SOURCE DATA —
Content starts

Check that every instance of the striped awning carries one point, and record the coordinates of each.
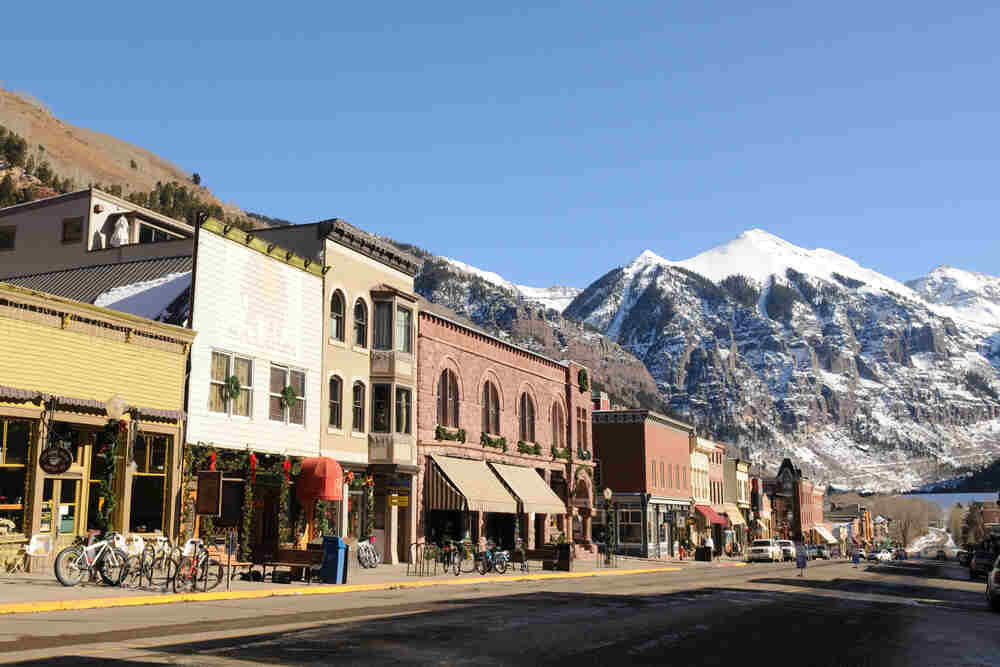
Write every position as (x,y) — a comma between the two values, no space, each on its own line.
(463,484)
(529,487)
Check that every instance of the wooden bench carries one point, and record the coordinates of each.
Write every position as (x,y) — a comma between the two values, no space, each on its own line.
(305,559)
(219,554)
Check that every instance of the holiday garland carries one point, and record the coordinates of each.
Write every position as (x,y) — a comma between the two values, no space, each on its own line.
(495,443)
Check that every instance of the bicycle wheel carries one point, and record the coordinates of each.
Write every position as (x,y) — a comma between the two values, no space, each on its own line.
(113,566)
(133,572)
(212,574)
(161,572)
(186,577)
(67,566)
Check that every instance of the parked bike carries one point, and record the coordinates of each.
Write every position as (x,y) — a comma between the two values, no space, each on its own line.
(107,558)
(368,555)
(197,569)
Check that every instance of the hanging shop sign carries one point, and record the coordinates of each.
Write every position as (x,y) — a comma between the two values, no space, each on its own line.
(209,499)
(55,460)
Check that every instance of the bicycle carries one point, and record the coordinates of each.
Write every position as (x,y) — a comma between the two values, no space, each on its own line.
(368,555)
(106,558)
(156,564)
(197,566)
(493,559)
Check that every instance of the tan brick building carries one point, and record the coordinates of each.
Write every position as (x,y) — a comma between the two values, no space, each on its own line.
(503,439)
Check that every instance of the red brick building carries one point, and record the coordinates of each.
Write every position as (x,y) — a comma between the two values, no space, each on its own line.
(503,439)
(644,460)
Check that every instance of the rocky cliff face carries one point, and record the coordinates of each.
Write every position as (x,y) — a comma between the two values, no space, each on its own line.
(788,351)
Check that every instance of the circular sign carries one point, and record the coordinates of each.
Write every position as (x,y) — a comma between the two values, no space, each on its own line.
(55,460)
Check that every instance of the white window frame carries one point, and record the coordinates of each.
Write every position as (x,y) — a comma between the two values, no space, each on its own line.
(286,410)
(230,369)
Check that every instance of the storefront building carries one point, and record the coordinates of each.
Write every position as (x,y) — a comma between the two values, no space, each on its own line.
(503,440)
(370,369)
(646,463)
(91,421)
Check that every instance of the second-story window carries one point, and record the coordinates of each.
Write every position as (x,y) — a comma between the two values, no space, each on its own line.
(220,399)
(380,408)
(358,423)
(403,418)
(558,427)
(336,402)
(383,325)
(491,409)
(404,329)
(337,316)
(447,396)
(527,418)
(287,406)
(360,324)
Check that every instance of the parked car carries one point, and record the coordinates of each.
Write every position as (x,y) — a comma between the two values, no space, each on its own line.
(764,551)
(981,563)
(993,585)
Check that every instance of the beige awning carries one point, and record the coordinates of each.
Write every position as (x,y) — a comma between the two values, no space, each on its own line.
(734,514)
(825,534)
(529,487)
(477,484)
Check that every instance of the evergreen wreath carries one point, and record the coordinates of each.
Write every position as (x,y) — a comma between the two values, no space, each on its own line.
(288,396)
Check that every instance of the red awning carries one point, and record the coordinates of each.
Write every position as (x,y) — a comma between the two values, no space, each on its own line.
(711,516)
(321,478)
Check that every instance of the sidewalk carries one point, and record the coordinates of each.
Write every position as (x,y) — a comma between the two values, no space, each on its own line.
(25,593)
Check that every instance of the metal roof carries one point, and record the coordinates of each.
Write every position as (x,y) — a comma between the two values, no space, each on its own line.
(86,283)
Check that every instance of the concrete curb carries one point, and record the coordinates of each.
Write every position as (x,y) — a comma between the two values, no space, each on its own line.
(315,589)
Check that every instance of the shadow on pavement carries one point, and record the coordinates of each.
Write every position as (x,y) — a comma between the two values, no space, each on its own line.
(708,626)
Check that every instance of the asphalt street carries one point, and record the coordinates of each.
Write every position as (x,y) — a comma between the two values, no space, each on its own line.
(910,613)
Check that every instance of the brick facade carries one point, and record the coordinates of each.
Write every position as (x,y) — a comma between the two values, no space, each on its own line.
(475,358)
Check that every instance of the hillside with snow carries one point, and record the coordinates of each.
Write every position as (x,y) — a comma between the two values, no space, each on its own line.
(556,298)
(805,353)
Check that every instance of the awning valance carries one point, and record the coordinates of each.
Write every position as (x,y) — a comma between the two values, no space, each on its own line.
(321,478)
(529,487)
(825,534)
(474,483)
(711,516)
(734,514)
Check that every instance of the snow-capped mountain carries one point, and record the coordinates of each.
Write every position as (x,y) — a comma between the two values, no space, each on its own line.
(789,351)
(975,296)
(556,298)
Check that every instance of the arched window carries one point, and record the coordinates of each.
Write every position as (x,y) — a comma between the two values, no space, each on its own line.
(448,399)
(359,407)
(558,427)
(337,316)
(336,402)
(527,418)
(361,324)
(491,409)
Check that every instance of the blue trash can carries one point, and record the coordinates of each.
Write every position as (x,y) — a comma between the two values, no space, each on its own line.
(335,560)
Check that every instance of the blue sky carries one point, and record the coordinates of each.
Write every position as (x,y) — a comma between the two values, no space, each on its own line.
(552,142)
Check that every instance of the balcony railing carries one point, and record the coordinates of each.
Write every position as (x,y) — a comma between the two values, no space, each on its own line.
(391,448)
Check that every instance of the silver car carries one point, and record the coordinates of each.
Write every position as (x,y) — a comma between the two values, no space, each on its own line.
(993,585)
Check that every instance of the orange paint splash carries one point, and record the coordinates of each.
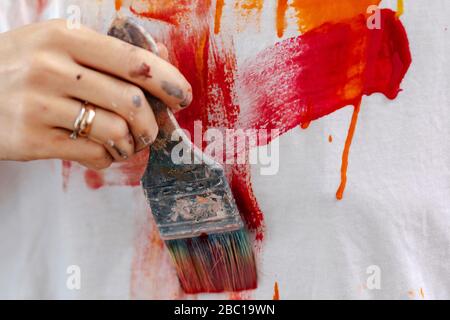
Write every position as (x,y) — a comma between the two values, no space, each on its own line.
(171,12)
(346,153)
(218,16)
(312,13)
(250,4)
(276,292)
(282,7)
(248,11)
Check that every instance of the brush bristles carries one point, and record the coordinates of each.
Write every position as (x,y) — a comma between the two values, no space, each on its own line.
(215,263)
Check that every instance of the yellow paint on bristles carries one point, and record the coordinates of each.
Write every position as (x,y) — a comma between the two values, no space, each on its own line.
(400,8)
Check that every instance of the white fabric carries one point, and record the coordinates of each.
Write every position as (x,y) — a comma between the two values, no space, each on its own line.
(395,214)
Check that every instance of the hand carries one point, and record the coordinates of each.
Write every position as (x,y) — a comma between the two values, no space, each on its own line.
(48,71)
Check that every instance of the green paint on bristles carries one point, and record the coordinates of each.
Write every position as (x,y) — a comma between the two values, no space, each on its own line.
(215,262)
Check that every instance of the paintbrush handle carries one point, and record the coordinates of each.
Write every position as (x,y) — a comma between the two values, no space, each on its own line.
(126,30)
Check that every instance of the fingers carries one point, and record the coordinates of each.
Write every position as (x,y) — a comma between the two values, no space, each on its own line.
(125,99)
(108,129)
(90,154)
(139,66)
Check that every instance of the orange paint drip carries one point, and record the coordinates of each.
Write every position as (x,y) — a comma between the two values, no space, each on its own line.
(345,155)
(312,13)
(276,292)
(218,17)
(400,8)
(118,4)
(250,4)
(282,7)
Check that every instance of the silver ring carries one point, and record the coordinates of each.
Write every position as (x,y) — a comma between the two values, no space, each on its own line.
(77,123)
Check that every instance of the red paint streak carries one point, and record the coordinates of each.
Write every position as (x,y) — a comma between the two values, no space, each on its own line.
(118,4)
(346,153)
(294,82)
(94,179)
(305,125)
(218,16)
(171,12)
(324,70)
(143,71)
(276,292)
(305,78)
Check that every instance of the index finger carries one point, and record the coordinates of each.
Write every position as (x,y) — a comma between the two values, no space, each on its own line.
(131,63)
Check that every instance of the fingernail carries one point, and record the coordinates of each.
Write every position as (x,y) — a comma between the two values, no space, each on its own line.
(187,100)
(144,142)
(121,153)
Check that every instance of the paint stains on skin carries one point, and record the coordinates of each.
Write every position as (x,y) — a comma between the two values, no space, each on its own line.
(281,24)
(137,101)
(66,169)
(144,71)
(118,4)
(94,179)
(172,90)
(276,292)
(346,153)
(294,82)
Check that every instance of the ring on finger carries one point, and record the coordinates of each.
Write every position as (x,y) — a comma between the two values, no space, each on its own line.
(87,121)
(77,123)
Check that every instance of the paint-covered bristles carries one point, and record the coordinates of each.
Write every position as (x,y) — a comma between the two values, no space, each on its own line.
(215,263)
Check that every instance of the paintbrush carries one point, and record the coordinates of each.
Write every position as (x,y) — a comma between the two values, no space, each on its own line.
(191,202)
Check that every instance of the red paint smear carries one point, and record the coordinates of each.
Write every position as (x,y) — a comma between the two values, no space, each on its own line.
(172,12)
(308,77)
(218,16)
(305,78)
(276,292)
(118,4)
(294,82)
(94,179)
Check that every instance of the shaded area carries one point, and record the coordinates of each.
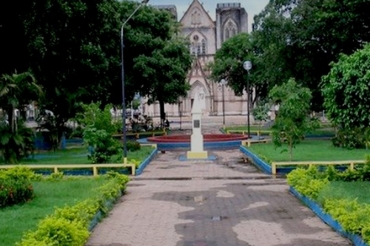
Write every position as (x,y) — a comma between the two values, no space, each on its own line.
(217,213)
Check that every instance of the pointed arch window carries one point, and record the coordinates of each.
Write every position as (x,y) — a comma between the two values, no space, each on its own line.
(204,47)
(230,30)
(195,17)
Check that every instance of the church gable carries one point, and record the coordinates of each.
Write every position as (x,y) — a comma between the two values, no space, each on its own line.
(196,15)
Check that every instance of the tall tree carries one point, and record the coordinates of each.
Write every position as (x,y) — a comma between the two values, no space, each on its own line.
(156,59)
(292,120)
(228,65)
(346,90)
(299,38)
(74,51)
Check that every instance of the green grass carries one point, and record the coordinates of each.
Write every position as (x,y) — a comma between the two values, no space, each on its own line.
(309,150)
(324,130)
(18,219)
(79,156)
(359,190)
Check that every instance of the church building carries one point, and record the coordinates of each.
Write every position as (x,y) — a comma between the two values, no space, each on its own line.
(206,36)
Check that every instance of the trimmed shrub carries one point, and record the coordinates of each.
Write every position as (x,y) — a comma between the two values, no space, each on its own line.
(57,231)
(15,186)
(70,225)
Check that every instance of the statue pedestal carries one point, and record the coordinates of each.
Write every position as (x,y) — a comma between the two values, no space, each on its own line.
(196,150)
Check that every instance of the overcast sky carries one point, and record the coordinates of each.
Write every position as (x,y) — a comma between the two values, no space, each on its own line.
(253,7)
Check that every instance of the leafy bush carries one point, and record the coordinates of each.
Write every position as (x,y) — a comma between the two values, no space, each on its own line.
(57,231)
(103,145)
(15,186)
(70,225)
(308,182)
(351,215)
(20,172)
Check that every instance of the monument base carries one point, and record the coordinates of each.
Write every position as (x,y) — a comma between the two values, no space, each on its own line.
(197,155)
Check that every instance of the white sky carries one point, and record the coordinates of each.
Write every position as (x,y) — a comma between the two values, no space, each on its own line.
(253,7)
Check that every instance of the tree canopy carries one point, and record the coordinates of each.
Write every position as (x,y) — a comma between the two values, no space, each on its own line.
(73,50)
(299,38)
(292,119)
(346,90)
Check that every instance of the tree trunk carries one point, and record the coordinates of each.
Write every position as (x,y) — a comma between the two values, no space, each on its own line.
(291,149)
(162,113)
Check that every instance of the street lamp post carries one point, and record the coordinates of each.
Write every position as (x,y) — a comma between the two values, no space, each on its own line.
(123,84)
(223,83)
(247,65)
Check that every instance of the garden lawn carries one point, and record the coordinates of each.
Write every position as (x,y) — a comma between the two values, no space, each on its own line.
(308,150)
(79,156)
(323,131)
(16,220)
(359,190)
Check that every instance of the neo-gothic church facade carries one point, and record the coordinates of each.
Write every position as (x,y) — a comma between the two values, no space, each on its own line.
(206,36)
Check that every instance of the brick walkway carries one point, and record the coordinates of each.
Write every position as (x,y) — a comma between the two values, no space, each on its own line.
(224,202)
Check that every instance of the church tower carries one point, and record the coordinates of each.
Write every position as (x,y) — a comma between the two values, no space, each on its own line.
(231,19)
(205,37)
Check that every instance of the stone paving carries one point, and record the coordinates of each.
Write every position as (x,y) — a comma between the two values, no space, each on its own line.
(224,202)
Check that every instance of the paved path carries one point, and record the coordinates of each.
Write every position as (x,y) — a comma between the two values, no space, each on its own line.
(224,202)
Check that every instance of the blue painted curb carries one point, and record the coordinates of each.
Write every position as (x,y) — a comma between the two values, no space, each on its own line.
(207,145)
(356,239)
(256,160)
(209,158)
(142,165)
(100,215)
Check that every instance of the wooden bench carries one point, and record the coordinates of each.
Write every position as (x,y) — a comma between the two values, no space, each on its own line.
(248,142)
(94,167)
(350,163)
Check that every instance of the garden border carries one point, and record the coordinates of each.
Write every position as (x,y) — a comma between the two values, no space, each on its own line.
(356,240)
(143,164)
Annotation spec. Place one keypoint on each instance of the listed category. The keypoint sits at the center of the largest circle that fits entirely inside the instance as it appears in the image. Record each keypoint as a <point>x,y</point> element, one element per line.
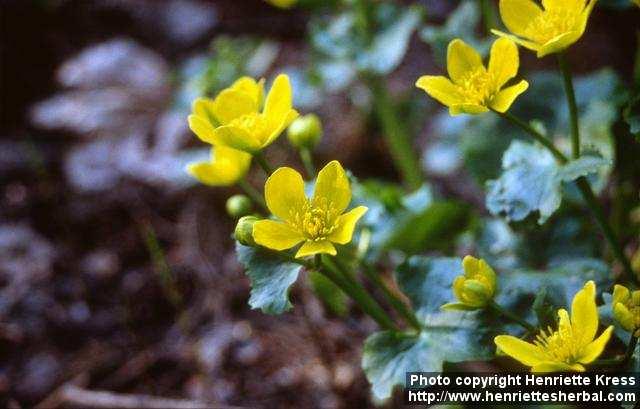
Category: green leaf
<point>531,181</point>
<point>447,336</point>
<point>461,23</point>
<point>434,228</point>
<point>271,276</point>
<point>389,355</point>
<point>632,115</point>
<point>330,294</point>
<point>390,44</point>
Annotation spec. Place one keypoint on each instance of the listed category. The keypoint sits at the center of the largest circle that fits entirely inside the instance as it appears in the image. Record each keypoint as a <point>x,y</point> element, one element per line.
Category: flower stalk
<point>396,135</point>
<point>586,191</point>
<point>355,291</point>
<point>406,312</point>
<point>573,107</point>
<point>511,316</point>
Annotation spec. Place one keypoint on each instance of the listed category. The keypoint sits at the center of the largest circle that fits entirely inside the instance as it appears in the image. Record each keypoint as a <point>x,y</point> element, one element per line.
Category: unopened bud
<point>244,230</point>
<point>238,206</point>
<point>305,131</point>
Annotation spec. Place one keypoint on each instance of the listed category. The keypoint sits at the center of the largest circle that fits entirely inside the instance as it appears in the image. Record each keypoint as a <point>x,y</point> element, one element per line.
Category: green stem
<point>263,163</point>
<point>587,194</point>
<point>307,161</point>
<point>357,292</point>
<point>619,360</point>
<point>406,312</point>
<point>396,135</point>
<point>511,316</point>
<point>253,194</point>
<point>535,134</point>
<point>607,230</point>
<point>571,100</point>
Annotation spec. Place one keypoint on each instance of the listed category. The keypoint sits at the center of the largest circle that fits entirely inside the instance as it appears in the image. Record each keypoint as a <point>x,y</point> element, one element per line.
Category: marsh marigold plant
<point>569,348</point>
<point>317,222</point>
<point>476,288</point>
<point>548,29</point>
<point>240,119</point>
<point>225,168</point>
<point>471,87</point>
<point>626,308</point>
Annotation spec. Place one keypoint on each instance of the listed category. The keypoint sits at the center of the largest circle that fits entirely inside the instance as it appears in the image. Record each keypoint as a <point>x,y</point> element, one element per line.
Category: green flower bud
<point>305,131</point>
<point>244,230</point>
<point>476,288</point>
<point>238,206</point>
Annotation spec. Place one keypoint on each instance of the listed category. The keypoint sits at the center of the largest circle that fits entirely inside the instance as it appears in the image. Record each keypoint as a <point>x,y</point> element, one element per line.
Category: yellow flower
<point>318,222</point>
<point>476,288</point>
<point>568,348</point>
<point>283,4</point>
<point>474,89</point>
<point>546,30</point>
<point>226,167</point>
<point>626,309</point>
<point>234,118</point>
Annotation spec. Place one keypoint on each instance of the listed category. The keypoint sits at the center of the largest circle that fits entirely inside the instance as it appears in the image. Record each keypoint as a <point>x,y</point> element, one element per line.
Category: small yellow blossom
<point>546,30</point>
<point>626,309</point>
<point>236,118</point>
<point>476,288</point>
<point>225,168</point>
<point>571,346</point>
<point>474,89</point>
<point>283,4</point>
<point>318,222</point>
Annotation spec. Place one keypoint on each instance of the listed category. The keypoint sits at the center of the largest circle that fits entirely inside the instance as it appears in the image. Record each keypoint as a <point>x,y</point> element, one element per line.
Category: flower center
<point>551,23</point>
<point>315,222</point>
<point>558,345</point>
<point>475,86</point>
<point>254,124</point>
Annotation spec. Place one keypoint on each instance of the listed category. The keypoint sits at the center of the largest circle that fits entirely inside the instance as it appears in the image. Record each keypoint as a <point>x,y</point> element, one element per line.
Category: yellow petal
<point>520,350</point>
<point>584,314</point>
<point>332,188</point>
<point>284,193</point>
<point>275,132</point>
<point>552,366</point>
<point>563,4</point>
<point>203,107</point>
<point>503,63</point>
<point>624,317</point>
<point>517,14</point>
<point>505,98</point>
<point>225,168</point>
<point>309,248</point>
<point>457,306</point>
<point>203,129</point>
<point>275,235</point>
<point>458,286</point>
<point>250,87</point>
<point>236,138</point>
<point>461,58</point>
<point>346,223</point>
<point>595,348</point>
<point>441,89</point>
<point>231,104</point>
<point>472,109</point>
<point>525,43</point>
<point>558,43</point>
<point>279,100</point>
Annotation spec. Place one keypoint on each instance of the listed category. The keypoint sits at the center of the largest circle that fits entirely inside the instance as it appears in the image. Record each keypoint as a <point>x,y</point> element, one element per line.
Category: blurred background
<point>117,271</point>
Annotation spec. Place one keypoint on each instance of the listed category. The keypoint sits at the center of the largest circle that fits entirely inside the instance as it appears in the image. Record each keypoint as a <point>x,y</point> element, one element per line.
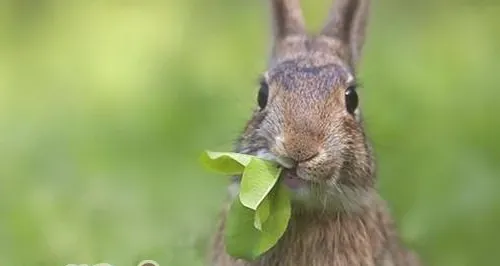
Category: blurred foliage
<point>105,107</point>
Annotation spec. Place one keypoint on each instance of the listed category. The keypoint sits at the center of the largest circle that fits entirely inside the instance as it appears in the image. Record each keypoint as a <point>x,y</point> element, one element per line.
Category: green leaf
<point>277,222</point>
<point>243,240</point>
<point>241,237</point>
<point>258,179</point>
<point>225,162</point>
<point>262,213</point>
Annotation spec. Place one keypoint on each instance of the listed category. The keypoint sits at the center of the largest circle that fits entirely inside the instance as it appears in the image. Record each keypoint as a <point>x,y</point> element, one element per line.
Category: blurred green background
<point>105,107</point>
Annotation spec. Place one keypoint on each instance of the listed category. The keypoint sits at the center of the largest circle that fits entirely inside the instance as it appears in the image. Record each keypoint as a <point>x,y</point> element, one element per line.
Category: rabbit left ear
<point>347,22</point>
<point>287,20</point>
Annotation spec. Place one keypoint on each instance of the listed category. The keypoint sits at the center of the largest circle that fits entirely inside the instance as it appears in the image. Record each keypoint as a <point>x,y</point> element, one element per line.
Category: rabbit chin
<point>323,197</point>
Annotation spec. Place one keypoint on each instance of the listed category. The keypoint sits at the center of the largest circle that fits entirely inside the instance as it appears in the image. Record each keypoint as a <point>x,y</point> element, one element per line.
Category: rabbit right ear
<point>287,19</point>
<point>347,23</point>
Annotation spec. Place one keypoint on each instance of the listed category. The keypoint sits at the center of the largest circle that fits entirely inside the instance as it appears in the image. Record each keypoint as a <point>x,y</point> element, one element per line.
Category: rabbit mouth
<point>291,180</point>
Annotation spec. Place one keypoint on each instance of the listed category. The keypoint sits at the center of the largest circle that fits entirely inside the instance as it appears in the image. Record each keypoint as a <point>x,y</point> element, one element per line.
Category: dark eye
<point>351,99</point>
<point>263,94</point>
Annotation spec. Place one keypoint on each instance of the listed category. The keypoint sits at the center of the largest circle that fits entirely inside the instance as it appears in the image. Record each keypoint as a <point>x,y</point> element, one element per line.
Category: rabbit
<point>308,120</point>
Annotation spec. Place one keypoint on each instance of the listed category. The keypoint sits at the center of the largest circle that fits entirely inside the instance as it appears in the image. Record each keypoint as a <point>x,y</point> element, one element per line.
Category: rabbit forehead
<point>309,79</point>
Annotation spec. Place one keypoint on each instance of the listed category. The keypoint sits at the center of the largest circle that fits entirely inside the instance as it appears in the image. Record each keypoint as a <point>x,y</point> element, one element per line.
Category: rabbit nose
<point>301,148</point>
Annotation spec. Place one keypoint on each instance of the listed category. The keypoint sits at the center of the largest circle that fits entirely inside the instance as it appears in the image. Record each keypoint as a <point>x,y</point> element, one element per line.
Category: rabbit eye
<point>351,99</point>
<point>263,94</point>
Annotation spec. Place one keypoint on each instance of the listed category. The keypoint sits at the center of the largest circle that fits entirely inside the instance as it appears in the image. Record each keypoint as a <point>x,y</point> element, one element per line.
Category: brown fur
<point>338,219</point>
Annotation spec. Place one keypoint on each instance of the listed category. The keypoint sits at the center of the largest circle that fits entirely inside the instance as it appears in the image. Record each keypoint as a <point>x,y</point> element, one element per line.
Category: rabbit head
<point>307,116</point>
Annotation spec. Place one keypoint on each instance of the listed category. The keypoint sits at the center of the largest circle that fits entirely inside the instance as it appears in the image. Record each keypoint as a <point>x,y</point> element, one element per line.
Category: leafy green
<point>257,181</point>
<point>245,241</point>
<point>259,216</point>
<point>262,213</point>
<point>226,162</point>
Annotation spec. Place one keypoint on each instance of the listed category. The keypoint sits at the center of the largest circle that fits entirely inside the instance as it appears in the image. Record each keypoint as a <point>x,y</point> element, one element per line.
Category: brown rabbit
<point>308,120</point>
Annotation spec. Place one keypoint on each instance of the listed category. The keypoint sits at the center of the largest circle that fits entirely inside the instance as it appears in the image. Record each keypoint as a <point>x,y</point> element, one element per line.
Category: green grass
<point>105,108</point>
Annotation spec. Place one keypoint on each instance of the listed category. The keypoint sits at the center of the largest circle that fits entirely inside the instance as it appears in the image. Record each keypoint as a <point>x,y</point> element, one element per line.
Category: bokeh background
<point>105,107</point>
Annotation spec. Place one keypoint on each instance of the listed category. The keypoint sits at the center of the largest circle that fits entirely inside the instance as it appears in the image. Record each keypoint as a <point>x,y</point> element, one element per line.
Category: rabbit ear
<point>347,22</point>
<point>287,19</point>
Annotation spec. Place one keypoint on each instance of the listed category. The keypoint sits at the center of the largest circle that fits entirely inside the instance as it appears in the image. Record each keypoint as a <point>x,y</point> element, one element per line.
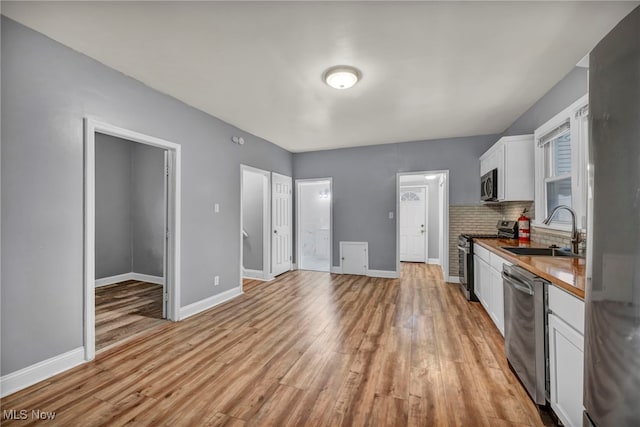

Content ends

TASK TO COMPLETE —
Reproduce verbatim the lines above, from the line with "Check that every instance of the rocky" through the line with "Check that every instance of the beige".

TASK ANSWER —
Check that every instance of the rocky cliff face carries one point, and record the coordinates of each.
Write every position as (x,y) — a comma between the two values, no space, each on its own line.
(788,351)
Check that every instance of the circular sign carries one point, and record the coordinates of each.
Write every position as (x,y) — a comma between the two values, no space, each on its own line.
(55,460)
Check that every instance of the white window frame carries one point, and record the coordinates of each.
Write every position as (x,y) — a comma between the two values, no space, each on its own line.
(286,410)
(230,369)
Check that every instance of the storefront building carries one point, and record the coordinates of each.
Write every position as (x,y) — a comma between the two values, no space, each on its own line.
(503,440)
(370,369)
(646,463)
(91,421)
Check that every instance of the second-story window carries one point, and record the coordinates of each.
Write every position as (x,y) — a comma between the two values, no space, each on its own line.
(220,399)
(380,408)
(358,423)
(403,418)
(558,427)
(336,402)
(383,325)
(491,409)
(404,329)
(337,316)
(447,396)
(527,418)
(287,406)
(360,324)
Check that every instance of the parked car carries one point, and record the coordinates of each.
Write every position as (x,y) — a comma between the two values, no space, each on its own line.
(764,551)
(981,563)
(993,585)
Check that every instance of the beige awning carries one point, and record the coordinates of each.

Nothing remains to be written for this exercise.